[Passage given]
---

We’re only two-and-a-bit months into the year and already we’ve seen some staggeringly cringeworthy uses of social media by corporates.
Socially transmitted doodoo
While I’ve been unable to find any definitive examples of stocks tanking as a direct result of an inappropriate tweet (if readers know of any, please comment below), I suspect it won’t be long before financial pundits coin a phrase for the impact of a misguided Facebook post on company share prices: socially transmitted doodoo (STD).
STDs certainly have the potential to move markets. Just ask Gerald Ratner, the CEO of the eponymously named 1000+ store jewellery chain. Back in the ’90s — and this was in the dark pre-internet age when blunders could generally be contained — he jokingly denigrated two of his company’s products while making a speech to the Institute of Directors (IoD) in London. Sadly for him, some journalists were present in the room. Their subsequent reports catalysed a £500m fall in the company’s share price.
Now, one place scarier than Ratner’s IoD is The London Dungeon.
Perhaps spending all day surrounded by implements of torture in the popular tourist hotspot does something to our ability to reason, but its marketing team managed to conduct the equivalent of a self-evisceration this Valentine’s day. In a display of crassness that would have had even David Brent (the boss character from Ricky Gervais’s The Office) blushing, the tourist attraction posted a series of captioned images as part of a dark Valentine’s promotion. One of them — probably the worst (but only by a whisker) — asked followers “What’s the difference between your job and a dead prostitute? Your job still sucks!” Cue accusations of misogyny, sexism and an inevitable revenue curbing boycott.
And then there was Audi.
I wonder what level of scrutiny its US marketing team applied to the approval process for its first Super Bowl ad. Clearly not much. The ad, with its clarion call for equality and equal pay between the sexes, was intended to tug at America’s heartstrings. But good intentions may all too readily translate into patronising righteousness — especially if your own business, as was the case with Audi’s, doesn’t walk the talk.
The ensuing storm saw criticism of Audi’s all male executive team trend, knocking even the tiny-handed-bouffant-tweeter’s fake news updates off Twitter’s charts.

---

[Problem a]
Gather every line of the entries that contains the string "printed", treating uppercase and lowercase as different.
The piece on corporate social media blunders and the entries that follow it have no connection to each other.

---

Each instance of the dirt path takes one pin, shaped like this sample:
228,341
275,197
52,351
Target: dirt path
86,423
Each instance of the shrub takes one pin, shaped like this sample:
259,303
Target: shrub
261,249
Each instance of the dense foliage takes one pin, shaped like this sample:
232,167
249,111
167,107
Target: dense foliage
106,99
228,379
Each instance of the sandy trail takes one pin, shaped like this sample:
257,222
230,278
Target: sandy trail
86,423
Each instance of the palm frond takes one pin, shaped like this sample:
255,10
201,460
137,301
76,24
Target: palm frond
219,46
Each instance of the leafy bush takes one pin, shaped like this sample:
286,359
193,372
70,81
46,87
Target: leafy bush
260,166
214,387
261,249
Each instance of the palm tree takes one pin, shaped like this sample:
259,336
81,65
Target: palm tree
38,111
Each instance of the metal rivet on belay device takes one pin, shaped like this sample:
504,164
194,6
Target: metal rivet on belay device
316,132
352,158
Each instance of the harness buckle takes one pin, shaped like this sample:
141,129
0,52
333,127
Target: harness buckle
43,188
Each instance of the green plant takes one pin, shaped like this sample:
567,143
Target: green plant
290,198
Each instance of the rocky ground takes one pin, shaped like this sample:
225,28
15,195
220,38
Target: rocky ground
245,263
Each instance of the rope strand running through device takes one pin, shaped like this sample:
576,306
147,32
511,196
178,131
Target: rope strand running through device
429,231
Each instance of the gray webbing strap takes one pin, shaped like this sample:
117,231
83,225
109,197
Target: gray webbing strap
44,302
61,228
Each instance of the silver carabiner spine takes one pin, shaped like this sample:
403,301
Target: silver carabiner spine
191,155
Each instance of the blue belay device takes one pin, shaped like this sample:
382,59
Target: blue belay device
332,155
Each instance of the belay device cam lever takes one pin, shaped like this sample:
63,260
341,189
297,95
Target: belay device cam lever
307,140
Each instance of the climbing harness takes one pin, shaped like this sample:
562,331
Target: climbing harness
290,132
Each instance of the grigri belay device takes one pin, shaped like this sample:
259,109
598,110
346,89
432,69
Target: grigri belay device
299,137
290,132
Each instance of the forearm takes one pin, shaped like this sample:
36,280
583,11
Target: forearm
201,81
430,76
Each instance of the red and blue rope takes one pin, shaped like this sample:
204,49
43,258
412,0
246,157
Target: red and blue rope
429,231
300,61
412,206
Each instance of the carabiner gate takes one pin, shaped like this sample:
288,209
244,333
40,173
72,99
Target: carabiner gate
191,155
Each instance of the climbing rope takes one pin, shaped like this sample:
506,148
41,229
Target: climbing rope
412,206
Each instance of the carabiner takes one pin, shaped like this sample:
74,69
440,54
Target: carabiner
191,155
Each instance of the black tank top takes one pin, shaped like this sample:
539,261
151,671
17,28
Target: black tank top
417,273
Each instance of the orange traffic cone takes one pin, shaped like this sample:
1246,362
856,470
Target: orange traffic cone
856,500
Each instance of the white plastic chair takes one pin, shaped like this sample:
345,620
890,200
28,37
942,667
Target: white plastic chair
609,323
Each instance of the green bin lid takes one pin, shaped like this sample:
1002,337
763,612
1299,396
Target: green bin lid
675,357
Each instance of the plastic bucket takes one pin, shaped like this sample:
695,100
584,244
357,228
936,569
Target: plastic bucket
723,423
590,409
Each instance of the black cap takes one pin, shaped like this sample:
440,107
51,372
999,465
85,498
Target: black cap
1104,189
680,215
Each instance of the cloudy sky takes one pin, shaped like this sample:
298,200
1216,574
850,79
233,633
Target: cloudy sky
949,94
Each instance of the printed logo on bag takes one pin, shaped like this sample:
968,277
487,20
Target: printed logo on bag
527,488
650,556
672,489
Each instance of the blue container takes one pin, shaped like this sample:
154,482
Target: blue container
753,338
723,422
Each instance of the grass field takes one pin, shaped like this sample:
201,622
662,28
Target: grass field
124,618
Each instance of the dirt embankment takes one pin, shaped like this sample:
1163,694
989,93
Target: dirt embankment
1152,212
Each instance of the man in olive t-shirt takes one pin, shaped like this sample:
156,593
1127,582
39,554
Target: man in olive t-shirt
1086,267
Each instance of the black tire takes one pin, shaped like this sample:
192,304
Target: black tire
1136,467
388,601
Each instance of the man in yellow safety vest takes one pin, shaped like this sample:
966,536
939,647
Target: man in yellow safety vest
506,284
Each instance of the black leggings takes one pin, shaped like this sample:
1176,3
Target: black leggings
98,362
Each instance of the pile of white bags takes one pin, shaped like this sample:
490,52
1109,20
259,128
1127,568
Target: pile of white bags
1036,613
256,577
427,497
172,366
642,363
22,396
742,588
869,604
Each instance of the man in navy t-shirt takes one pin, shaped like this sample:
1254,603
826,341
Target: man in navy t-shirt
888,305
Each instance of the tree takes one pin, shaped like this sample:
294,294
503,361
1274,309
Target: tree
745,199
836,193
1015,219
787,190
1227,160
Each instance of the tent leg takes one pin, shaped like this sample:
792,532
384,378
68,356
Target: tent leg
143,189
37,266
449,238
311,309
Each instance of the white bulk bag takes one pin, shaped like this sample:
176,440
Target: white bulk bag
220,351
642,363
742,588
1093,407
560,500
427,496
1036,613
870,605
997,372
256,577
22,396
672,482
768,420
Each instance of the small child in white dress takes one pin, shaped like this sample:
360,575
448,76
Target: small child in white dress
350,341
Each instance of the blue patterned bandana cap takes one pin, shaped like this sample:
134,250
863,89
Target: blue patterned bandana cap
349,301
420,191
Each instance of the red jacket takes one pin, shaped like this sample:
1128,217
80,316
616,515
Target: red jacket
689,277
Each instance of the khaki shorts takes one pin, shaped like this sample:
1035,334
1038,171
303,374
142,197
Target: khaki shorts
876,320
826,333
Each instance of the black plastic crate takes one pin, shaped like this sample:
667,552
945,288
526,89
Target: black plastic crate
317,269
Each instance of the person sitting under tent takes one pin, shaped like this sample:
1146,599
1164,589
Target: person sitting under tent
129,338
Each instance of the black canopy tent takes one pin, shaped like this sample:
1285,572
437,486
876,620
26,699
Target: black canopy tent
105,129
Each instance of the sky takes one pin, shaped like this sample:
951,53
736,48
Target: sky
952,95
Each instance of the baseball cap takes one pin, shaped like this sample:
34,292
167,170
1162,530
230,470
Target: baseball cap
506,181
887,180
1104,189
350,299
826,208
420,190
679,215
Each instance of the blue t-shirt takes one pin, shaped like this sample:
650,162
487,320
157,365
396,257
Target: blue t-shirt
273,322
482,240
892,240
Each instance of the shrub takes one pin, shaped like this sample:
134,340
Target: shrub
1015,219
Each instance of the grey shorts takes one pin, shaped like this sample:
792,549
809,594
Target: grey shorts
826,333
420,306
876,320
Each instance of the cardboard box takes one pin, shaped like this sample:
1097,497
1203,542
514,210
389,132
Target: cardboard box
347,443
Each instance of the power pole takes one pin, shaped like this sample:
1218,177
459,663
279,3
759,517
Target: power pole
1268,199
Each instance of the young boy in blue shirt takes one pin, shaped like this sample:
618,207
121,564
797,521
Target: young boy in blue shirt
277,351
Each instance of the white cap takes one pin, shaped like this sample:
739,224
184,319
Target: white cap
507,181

---

[Problem b]
Extend the piece on corporate social media blunders with the next few sentences, picking up after its final line about criticism of Audi's all-male executive team.

[Answer a]
Each instance of the printed logo on bag takes one pin, shaped like this sample:
Target: printed logo on bag

[Answer b]
While some may argue that Audi’s message was well-meaning and that it was unfortunate to meet with such a robust backlash, it strikes me that the company was guilty of an arrogance born in a pre-digital era. Back in the days of traditional broadcast advertising, the audience didn’t have a right to respond. In the past, an ad such as Audi’s might catalyse some grumbling among a special interest groups aware of its staffing composition but criticism would rarely spread beyond academia’s ivory towers.
Today’s different: the internet’s democratised marketing and it took just a matter of minutes for screengrabs of six pudgy white men (taken from the ‘members of the board’ page of Audi’s website) to start circulating across social media.
Bluffing about digital
Late last year Keith Weed, Unilever’s chief marketing officer, made a controversial but salient statement. He claimed most of the people who control marketing budgets don’t understand digital — that they are bluffing about digital based on what they read in marketing publications. In a call for the industry to improve training, he described three categories of marketers: digital natives — youngsters who were born into the digital world; people such as himself, who are in their 50s and are forced to engage with digital to have any form of relationship with their 20-year-old children; and whom he called the ‘lost generation’: people in their 30s and 40s who are neither digital natives nor do they have kids old enough to make them fully participate in the digital world.
Sadly, he reflected, this lost generation runs the marketing function in all too many companies and their decision-making is out of kilter with the environment in which they operate.
If brands want to avoid their own STD moment, they’d do well to heed Weed’s advice and make sure that everyone in the marketing team receives effective schooling in the risks, as well as the opportunities, digital presents.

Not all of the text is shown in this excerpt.